Could you count the lines in the entries beneath that hold the word "dress"? Respond with the number alone.

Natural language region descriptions
----------------

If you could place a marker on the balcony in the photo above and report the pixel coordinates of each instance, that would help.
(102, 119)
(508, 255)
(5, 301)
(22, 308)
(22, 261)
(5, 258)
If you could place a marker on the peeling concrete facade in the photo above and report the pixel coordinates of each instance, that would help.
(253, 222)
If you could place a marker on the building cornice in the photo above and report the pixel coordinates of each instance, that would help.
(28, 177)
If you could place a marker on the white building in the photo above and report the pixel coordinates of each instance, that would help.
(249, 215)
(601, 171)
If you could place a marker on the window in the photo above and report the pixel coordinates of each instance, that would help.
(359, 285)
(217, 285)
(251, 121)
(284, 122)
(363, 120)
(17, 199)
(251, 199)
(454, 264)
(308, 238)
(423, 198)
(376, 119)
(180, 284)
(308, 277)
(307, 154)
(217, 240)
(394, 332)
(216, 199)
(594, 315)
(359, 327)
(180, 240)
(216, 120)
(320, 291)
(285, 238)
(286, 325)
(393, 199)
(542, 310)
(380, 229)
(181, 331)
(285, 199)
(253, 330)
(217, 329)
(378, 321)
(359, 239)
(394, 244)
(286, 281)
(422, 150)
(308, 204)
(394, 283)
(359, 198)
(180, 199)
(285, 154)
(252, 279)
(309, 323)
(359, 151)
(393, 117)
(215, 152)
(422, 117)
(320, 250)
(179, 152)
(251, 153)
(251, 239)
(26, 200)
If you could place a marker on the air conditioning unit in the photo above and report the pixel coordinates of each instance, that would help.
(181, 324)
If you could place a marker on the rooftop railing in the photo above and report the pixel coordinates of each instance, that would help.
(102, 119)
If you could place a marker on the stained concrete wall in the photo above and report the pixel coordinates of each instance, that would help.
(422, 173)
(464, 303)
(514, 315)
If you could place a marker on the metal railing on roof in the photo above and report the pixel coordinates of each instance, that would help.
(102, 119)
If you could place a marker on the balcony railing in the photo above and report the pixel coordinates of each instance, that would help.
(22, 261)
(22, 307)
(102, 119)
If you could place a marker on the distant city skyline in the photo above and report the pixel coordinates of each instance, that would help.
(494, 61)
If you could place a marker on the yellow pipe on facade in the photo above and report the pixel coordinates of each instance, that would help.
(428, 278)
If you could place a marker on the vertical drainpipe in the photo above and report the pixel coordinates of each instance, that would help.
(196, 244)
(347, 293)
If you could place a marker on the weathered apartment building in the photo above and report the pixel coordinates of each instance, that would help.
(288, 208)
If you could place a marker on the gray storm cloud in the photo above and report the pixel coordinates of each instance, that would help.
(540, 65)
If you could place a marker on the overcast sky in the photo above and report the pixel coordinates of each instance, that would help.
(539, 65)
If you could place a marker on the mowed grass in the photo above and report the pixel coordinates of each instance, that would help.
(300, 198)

----------------

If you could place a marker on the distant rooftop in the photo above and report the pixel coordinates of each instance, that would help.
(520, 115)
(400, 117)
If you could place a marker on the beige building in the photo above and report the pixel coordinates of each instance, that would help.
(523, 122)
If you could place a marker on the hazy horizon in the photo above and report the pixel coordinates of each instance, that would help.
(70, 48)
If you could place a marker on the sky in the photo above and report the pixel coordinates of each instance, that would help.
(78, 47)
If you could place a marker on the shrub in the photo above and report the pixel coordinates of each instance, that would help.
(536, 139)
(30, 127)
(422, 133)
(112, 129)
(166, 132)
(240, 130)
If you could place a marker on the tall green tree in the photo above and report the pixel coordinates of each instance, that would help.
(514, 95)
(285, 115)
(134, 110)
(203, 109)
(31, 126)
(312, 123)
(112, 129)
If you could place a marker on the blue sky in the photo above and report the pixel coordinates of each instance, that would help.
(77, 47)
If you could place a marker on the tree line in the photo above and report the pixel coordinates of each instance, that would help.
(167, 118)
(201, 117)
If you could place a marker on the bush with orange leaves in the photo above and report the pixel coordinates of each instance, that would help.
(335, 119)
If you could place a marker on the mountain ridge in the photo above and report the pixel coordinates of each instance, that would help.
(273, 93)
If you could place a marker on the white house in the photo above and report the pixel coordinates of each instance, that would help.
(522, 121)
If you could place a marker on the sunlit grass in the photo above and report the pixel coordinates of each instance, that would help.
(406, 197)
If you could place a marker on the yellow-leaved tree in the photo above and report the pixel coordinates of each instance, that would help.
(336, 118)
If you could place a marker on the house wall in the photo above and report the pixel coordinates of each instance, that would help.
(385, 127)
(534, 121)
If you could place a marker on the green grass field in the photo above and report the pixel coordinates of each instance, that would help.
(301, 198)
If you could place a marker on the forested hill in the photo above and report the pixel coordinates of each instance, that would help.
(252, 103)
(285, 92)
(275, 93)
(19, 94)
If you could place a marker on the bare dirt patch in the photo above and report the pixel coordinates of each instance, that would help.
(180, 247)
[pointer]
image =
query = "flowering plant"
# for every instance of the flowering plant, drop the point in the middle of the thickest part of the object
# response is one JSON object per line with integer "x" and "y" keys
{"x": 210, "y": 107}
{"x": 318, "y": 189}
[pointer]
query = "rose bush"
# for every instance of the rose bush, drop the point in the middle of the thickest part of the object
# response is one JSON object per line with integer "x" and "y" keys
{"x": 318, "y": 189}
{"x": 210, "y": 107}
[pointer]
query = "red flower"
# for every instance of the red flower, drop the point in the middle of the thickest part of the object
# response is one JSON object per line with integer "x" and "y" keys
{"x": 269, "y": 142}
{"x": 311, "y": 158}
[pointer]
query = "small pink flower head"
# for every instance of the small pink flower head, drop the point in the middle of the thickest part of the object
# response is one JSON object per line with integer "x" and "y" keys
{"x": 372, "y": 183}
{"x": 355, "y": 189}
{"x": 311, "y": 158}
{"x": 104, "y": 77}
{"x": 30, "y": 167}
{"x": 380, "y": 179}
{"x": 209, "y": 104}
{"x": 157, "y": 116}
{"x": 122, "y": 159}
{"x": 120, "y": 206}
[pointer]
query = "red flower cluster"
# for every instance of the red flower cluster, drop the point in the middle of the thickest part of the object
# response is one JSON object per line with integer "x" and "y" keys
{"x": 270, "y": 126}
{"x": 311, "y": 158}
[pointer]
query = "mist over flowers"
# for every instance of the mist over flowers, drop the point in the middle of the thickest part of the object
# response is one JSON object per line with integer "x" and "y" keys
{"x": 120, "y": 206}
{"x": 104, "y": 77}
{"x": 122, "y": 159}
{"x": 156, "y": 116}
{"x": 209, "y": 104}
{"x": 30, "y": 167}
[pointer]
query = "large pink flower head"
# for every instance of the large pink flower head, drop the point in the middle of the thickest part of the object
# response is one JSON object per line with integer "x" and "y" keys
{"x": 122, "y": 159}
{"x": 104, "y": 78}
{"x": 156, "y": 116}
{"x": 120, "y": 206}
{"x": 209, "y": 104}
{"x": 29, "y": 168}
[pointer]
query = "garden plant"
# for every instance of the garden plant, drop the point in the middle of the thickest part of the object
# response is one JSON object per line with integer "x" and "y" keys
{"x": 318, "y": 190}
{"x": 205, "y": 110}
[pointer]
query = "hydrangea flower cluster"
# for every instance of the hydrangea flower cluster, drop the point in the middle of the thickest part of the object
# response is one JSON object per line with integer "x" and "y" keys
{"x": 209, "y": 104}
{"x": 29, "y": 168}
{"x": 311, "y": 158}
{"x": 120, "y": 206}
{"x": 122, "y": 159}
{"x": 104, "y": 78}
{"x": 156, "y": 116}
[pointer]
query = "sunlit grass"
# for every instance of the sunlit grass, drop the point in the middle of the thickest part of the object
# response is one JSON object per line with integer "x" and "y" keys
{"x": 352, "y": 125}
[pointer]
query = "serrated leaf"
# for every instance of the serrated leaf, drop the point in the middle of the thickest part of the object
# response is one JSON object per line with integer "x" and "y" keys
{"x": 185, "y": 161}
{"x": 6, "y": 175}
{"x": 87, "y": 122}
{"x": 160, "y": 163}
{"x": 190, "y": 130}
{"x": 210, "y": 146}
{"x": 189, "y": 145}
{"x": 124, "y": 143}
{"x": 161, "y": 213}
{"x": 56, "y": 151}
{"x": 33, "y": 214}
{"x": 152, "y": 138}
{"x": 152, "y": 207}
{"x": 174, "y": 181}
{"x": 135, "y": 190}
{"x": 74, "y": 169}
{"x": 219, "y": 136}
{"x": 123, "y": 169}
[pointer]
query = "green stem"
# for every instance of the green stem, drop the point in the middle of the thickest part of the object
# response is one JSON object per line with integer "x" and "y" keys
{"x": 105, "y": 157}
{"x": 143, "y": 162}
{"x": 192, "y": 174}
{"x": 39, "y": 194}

----------------

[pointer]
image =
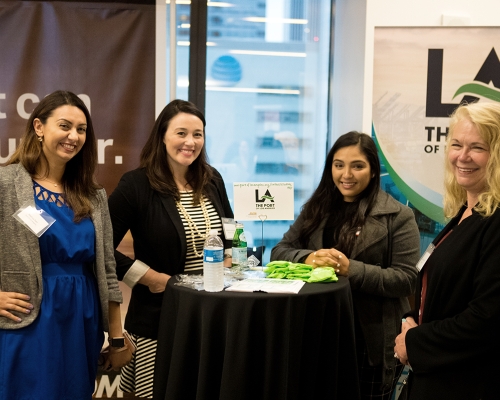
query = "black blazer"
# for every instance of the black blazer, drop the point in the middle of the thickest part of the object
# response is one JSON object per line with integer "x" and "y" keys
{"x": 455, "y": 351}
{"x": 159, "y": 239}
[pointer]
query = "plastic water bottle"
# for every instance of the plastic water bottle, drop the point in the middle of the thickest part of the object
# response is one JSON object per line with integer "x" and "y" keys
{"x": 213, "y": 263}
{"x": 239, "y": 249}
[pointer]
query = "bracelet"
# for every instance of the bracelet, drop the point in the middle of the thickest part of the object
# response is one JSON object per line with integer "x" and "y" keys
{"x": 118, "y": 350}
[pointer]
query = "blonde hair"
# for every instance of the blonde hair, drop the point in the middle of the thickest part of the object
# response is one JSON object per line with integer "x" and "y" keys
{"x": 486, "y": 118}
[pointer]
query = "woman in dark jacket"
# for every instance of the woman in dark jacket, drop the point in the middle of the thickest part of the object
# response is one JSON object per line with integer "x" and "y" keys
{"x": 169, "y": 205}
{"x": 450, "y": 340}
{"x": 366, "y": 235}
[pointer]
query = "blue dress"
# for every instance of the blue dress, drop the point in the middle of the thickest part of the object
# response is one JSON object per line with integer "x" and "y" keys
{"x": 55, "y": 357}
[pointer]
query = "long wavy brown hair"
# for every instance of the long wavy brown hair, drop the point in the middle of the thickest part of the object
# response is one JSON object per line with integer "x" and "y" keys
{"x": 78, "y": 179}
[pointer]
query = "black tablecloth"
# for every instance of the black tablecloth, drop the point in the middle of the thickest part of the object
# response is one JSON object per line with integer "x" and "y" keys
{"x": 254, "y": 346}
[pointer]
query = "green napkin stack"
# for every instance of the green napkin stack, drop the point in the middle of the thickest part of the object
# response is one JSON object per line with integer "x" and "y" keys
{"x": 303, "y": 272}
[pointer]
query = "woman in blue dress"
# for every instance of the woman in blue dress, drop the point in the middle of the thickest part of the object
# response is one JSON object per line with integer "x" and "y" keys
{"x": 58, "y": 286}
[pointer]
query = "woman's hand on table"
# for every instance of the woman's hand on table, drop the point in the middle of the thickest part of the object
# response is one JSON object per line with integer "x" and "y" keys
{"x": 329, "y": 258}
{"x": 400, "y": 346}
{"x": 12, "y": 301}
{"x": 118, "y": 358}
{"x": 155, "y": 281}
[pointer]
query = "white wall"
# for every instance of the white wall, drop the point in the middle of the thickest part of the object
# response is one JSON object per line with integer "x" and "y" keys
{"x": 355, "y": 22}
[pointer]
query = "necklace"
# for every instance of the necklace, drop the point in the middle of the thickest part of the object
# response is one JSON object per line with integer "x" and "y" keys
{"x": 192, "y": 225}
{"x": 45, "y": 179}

----------------

**OUTPUT FOR THIS TASK**
4